Liked the car, hated the price  .

So I've taken my custom elsewhere. So after 13 years in a TT of some description I will be the proud owner of a non-Audi as from Wednesday.


----------



## AudiAl (Jun 16, 2014)

What did you buy?

Sent from my SM-N910F using Tapatalk


----------



## Templar (Mar 9, 2012)

Come on spill the beans..


----------



## Skilaree (Oct 20, 2005)

AudiAl said:


> What did you buy?
> 
> Sent from my SM-N910F using Tapatalk


I'll probably be caned for this, but I am taking delivery of an Alfa Romeo Giulietta QV - the one with the engine from the 4C.

It has all the (major) bits that I particularly wanted from the TT MkIII (except Quattro) and sounds really nice!


----------



## ZephyR2 (Feb 20, 2013)

Sat in an S-line in the showroom last week and thought there were too many things about it, inside and out, that are similar to the Mk2. Oh, apart from the price. I'll see how the market stands in 2 years time when I'll be looking to change but at the moment I wouldn't pay all that extra for something that looks so similar. 
However I really did like the A3 convertible they had in the showroom. The top of range is a bit down on power though and the S3 convertible is a BIG jump up on price but I think that's where I'll be going next.


----------



## Alan Sl (Nov 11, 2009)

ZephyR2 said:


> Sat in an S-line in the showroom last week and thought there were too many things about it, inside and out, that are similar to the Mk2. Oh, apart from the price. I'll see how the market stands in 2 years time when I'll be looking to change but at the moment I wouldn't pay all that extra for something that looks so similar.
> However I really did like the A3 convertible they had in the showroom. The top of range is a bit down on power though and the S3 convertible is a BIG jump up on price but I think that's where I'll be going next.


Very interesting that you maybe thinking of an A3 cab, because of my disappointment with the pricing of the TTR I may consider the A3 Cab, would love the S3 but agree maybe too pricey for me also - great car though.


----------



## Templar (Mar 9, 2012)

The RS3 facelift is out next year.. around 370ish bhp 5 pot and running the new haldex system plus the option of a 7 speed S Tronic....any takers ??


----------



## RockKramer (Feb 15, 2012)

Templar said:


> The RS3 facelift is out next year.. around 370ish bhp 5 pot and running the new haldex system plus the option of a 7 speed S Tronic....any takers ??


Never worked for me and more practicality than I need and wait til you see the price! Ceramic brakes are an option...


----------



## Samoa (Apr 4, 2014)

Alan Sl said:


> ZephyR2 said:
> 
> 
> > Sat in an S-line in the showroom last week and thought there were too many things about it, inside and out, that are similar to the Mk2. Oh, apart from the price. I'll see how the market stands in 2 years time when I'll be looking to change but at the moment I wouldn't pay all that extra for something that looks so similar.
> ...


I'm a fan of the new elongated A3 Cab to replace the A3 Sportback Quattro.

Downside is the boot's smaller than the one in the F-Type


----------



## wja96 (Mar 4, 2010)

DATA SHOWN:
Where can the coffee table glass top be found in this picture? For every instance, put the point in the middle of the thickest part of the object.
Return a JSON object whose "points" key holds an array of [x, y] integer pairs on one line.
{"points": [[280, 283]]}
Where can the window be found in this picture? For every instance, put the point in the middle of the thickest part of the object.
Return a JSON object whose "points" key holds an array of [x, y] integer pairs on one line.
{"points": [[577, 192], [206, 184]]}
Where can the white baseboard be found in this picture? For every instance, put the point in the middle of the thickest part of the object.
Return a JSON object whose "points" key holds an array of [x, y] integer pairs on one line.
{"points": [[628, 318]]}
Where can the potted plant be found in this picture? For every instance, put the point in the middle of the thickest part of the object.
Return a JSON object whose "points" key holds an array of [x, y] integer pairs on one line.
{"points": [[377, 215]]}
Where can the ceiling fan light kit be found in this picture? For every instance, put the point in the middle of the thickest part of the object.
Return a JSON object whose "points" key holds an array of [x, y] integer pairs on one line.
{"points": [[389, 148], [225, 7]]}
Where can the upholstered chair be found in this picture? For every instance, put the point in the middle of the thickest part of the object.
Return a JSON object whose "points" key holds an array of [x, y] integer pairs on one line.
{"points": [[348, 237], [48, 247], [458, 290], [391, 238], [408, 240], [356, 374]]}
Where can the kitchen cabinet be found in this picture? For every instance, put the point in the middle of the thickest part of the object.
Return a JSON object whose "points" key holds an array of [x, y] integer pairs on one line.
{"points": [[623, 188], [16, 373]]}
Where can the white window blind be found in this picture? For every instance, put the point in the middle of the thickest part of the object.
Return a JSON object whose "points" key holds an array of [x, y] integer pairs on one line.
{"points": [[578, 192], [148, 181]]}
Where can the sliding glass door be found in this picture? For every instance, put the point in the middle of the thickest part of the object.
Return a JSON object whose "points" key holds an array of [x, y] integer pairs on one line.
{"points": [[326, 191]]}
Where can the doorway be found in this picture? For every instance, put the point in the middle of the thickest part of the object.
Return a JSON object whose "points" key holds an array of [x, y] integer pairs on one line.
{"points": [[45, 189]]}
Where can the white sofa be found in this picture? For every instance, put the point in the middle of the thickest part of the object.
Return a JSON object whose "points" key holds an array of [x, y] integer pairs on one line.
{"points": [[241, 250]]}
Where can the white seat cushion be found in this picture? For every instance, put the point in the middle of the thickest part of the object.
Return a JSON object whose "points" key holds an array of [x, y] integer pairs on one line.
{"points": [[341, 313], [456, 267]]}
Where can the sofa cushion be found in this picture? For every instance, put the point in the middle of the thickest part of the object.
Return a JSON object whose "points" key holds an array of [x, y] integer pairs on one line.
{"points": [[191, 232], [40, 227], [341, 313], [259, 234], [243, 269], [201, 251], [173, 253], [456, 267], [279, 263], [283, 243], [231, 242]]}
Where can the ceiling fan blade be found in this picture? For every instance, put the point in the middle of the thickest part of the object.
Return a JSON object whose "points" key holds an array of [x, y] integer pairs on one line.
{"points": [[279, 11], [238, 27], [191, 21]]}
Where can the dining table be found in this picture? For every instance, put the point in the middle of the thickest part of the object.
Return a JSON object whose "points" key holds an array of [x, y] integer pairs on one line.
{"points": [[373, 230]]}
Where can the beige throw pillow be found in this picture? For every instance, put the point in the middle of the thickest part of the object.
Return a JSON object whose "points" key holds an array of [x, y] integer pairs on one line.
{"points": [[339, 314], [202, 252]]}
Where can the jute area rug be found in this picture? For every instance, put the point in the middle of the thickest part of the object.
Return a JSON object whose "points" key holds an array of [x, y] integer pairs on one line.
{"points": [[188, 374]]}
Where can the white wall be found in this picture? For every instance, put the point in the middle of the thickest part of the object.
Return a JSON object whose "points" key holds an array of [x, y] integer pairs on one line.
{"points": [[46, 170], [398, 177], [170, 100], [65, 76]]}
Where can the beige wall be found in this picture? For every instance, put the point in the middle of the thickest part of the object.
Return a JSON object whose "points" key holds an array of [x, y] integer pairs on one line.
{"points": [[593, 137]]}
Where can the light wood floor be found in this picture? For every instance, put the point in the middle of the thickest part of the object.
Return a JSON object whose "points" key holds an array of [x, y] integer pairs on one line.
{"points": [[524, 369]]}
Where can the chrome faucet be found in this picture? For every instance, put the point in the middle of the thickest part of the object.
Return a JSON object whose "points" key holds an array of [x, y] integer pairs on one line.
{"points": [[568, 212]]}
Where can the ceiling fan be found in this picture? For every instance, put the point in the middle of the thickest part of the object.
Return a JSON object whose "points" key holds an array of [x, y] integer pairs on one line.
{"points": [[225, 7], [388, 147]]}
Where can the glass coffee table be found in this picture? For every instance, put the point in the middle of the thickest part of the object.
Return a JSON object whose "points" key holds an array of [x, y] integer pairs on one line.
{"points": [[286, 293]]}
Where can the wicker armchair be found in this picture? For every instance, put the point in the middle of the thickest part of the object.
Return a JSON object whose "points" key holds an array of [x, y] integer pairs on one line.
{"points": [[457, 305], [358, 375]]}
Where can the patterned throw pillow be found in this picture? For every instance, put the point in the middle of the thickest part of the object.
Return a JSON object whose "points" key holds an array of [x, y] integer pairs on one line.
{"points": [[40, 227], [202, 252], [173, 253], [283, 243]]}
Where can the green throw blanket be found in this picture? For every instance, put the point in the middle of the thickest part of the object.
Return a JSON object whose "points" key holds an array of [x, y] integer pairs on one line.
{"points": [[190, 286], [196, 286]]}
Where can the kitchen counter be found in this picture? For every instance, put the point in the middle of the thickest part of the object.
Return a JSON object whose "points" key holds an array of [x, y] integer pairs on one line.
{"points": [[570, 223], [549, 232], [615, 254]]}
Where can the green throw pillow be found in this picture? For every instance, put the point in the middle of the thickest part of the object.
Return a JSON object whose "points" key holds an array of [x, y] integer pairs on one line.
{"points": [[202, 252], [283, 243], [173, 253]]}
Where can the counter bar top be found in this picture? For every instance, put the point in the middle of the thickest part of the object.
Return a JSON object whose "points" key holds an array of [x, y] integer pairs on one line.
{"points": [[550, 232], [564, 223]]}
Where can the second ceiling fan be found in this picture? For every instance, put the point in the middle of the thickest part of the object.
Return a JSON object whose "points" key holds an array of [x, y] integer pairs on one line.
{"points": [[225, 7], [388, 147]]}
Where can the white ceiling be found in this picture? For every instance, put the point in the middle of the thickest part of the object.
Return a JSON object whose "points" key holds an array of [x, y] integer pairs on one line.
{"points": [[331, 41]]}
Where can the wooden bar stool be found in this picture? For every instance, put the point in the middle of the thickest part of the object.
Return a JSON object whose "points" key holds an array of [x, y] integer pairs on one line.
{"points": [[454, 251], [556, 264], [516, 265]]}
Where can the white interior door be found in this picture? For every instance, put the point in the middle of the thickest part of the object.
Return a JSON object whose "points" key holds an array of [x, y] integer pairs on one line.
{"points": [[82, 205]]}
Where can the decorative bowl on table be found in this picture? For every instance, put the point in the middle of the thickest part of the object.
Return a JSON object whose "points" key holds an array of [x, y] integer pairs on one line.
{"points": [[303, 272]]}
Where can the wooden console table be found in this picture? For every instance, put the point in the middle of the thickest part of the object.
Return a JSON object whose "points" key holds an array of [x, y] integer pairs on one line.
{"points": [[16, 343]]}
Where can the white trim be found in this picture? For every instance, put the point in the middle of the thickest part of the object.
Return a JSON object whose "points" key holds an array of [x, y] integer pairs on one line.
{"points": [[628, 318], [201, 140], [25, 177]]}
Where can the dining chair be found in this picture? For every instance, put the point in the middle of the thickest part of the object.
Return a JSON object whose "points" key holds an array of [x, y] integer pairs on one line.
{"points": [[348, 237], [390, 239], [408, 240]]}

WHAT YOU ARE ASKED TO DO:
Using the forum thread, answer each question:
(a) Which car is Skilaree taking delivery of?
(b) What gearbox option does Templar say the RS3 facelift will offer?
(c) Samoa says the boot of the new A3 Cab is smaller than the boot of which car?
The entries come from a separate source, not from the forum thread.

REPLY:
(a) An Alfa Romeo Giulietta QV, the one with the engine from the 4C
(b) A 7 speed S Tronic
(c) The F-Type